Stated exercise:
Rewrite the listing below as a numbered list, one line to each number, and omit any blank lines.

[Dataset rows on where objects appear]
# # #

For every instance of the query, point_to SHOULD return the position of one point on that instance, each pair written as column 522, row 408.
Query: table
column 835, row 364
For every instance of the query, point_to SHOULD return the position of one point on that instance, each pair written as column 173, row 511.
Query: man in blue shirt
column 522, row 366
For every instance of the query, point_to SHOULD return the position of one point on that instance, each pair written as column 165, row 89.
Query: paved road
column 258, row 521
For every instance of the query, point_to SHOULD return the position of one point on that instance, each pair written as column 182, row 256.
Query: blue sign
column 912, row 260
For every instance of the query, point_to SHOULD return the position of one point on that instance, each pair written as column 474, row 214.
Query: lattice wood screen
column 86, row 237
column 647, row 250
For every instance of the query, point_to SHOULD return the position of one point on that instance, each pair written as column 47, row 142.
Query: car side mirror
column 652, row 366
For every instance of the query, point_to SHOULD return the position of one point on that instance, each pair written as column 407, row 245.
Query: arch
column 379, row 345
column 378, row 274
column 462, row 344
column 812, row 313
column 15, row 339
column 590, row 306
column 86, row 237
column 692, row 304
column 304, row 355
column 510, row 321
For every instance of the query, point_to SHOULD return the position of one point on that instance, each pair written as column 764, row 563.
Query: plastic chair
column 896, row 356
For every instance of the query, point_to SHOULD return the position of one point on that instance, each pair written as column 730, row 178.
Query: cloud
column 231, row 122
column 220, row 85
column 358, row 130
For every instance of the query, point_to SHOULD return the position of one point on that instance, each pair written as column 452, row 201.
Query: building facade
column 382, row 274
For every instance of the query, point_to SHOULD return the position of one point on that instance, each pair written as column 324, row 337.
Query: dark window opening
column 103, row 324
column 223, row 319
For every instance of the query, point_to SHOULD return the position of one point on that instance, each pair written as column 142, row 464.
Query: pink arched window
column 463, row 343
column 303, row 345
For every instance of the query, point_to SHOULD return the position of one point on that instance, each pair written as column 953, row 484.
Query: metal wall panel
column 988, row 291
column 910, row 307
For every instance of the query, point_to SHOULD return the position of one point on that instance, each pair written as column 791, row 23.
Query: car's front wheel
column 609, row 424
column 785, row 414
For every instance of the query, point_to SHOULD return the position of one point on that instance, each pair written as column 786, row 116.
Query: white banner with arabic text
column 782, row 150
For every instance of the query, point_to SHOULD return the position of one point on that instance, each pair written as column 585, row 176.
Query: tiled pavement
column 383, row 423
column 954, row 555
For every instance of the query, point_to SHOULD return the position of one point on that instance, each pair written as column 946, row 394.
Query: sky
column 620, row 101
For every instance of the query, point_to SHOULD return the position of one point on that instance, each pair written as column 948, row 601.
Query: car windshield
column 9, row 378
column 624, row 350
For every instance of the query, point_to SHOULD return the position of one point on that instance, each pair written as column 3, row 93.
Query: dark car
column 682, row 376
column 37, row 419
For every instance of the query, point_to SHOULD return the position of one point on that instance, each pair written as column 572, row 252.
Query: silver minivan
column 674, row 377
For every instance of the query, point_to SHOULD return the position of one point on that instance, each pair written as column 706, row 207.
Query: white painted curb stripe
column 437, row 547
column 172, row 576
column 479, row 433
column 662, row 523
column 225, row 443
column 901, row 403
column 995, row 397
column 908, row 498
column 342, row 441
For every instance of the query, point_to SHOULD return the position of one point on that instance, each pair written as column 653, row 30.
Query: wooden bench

# # #

Full solution:
1. For every instance of the query, point_to SHOULD return the position of one point on that instance, each pair written as column 522, row 408.
2. Query: table
3. column 835, row 364
4. For every instance of the query, point_to SHOULD return the position of one point on that instance, each pair written as column 173, row 511.
5. Query: man in blue shirt
6. column 522, row 366
7. For every instance of the query, point_to SHOULD return the position of one point on that instance, each pair written as column 165, row 89.
8. Query: paved road
9. column 258, row 521
10. For every instance of the query, point_to SHOULD return the position of one point on that instance, each pair written as column 182, row 256.
11. Query: blue sign
12. column 912, row 260
13. For every instance of the query, point_to SHOULD return the position of one point on that instance, each pair written as column 474, row 214.
14. Query: lattice wood screen
15. column 86, row 237
16. column 647, row 250
17. For every instance of the query, point_to SHOULD return the position of one point on that instance, each pair written as column 47, row 142.
18. Query: car side mirror
19. column 652, row 366
20. For every instance of the query, point_to SHOULD return the position of one point on that instance, each pair written as column 407, row 245.
21. Query: arch
22. column 379, row 345
23. column 378, row 274
24. column 462, row 344
25. column 812, row 313
26. column 15, row 339
27. column 590, row 306
28. column 86, row 237
29. column 692, row 304
30. column 304, row 355
31. column 510, row 321
32. For every instance of the query, point_to SHOULD return the position of one point on that instance, each pair written as column 764, row 563.
33. Query: plastic chair
34. column 896, row 356
35. For every instance of the query, point_to SHOULD return the position of one point on that instance, each pair written as column 730, row 178.
36. Query: cloud
37. column 231, row 122
38. column 220, row 85
39. column 358, row 130
40. For every instance of the query, point_to SHOULD return the position of one point on that instance, each pair written as column 452, row 201.
41. Query: building facade
42. column 382, row 274
43. For every instance of the query, point_to SHOULD return the position of one point on that instance, each pair written as column 324, row 337.
44. Query: dark window opening
45. column 103, row 324
46. column 223, row 319
47. For every instance of the query, point_to SHOULD return the position of one point on that instance, each pair written as column 142, row 464.
48. Query: pink arched window
49. column 463, row 343
50. column 303, row 345
51. For every instance of the query, point_to SHOULD return the position of one point on that instance, each pair written as column 953, row 484.
52. Query: metal wall panel
53. column 988, row 291
54. column 910, row 307
55. For every instance of the query, point_to SHOULD return the position of one point on that instance, each pair written as column 791, row 23.
56. Query: car's front wheel
57. column 609, row 424
58. column 785, row 414
59. For every instance of the query, point_to SHOULD return the position of one point on that instance, each pair written as column 786, row 116.
60. Query: white banner with arabic text
61. column 782, row 150
62. For every instance of the query, point_to SHOULD return the position of one point on that instance, each pair written as column 585, row 176.
63. Query: tiled pavement
64. column 383, row 423
65. column 954, row 555
66. For every instance of the query, point_to SHOULD return the position of one point on that instance, each pair written as column 946, row 394.
67. Query: sky
68. column 620, row 101
69. For every instance of the query, point_to SHOULD return the position of one point on that instance, each pair written as column 948, row 601.
70. Query: car windshield
71. column 9, row 378
72. column 624, row 350
73. For every instance of the query, point_to SHOULD return the position of one point on that instance, each pair written as column 3, row 93.
74. Query: dark car
75. column 682, row 376
76. column 37, row 419
77. For every instance of the query, point_to SHOULD return the position of one point on that instance, each pair written as column 572, row 252.
78. Query: silver minivan
79. column 674, row 377
80. For every instance of the query, point_to SHOULD return the position of one point on that instance, each pair written as column 706, row 207.
81. Query: white painted curb stripe
82. column 437, row 547
83. column 172, row 576
84. column 479, row 433
85. column 662, row 523
86. column 225, row 443
87. column 901, row 403
88. column 995, row 397
89. column 908, row 498
90. column 342, row 441
91. For every instance of the query, point_to SHOULD return the position of one point on that instance, each pair written as column 653, row 30.
92. Query: wooden bench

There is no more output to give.